[EXERCISE BRIEF] Put every line of the listing below, from the line that contains "Per the model card, this system localises the crown" down to the line that contains "93 142 238 152", both ends included, into a numbered list. Skip blank lines and leave the pictures out of your answer.

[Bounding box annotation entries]
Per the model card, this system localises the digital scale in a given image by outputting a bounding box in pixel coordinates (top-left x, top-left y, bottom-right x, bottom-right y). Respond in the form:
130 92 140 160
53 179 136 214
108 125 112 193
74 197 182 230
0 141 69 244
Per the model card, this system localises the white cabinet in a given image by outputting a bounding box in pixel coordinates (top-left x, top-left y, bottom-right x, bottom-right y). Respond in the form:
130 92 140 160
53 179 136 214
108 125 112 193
* * *
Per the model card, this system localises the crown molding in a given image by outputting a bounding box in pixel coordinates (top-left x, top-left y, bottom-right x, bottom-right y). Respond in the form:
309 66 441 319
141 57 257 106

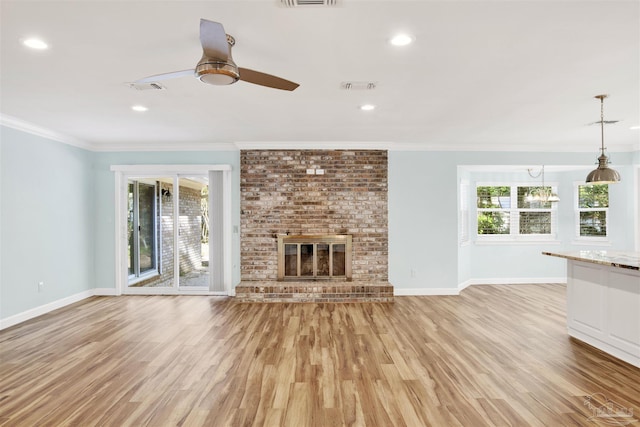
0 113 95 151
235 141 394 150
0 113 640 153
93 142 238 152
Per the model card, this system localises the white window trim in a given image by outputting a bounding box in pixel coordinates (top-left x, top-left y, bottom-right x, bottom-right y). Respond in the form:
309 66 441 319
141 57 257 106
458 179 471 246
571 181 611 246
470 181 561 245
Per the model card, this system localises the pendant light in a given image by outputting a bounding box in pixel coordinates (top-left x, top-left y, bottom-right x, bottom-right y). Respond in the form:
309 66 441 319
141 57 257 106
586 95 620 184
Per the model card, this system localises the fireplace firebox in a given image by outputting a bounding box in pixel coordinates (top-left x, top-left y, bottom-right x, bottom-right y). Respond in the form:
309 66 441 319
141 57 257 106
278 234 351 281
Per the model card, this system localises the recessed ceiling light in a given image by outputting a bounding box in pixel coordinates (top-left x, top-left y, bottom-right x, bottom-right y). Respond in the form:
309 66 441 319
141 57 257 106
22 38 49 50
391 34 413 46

[TASK OUTPUT]
1. Per the model card, this system localises the crown molding in a given image by outputting a bounding box in pixel coordinates (top-left x, top-left y, bottom-right x, bottom-right y). Respond in the form:
2. 309 66 441 319
3. 141 57 257 106
4. 0 113 95 151
5. 235 141 394 150
6. 0 113 640 153
7. 93 142 238 152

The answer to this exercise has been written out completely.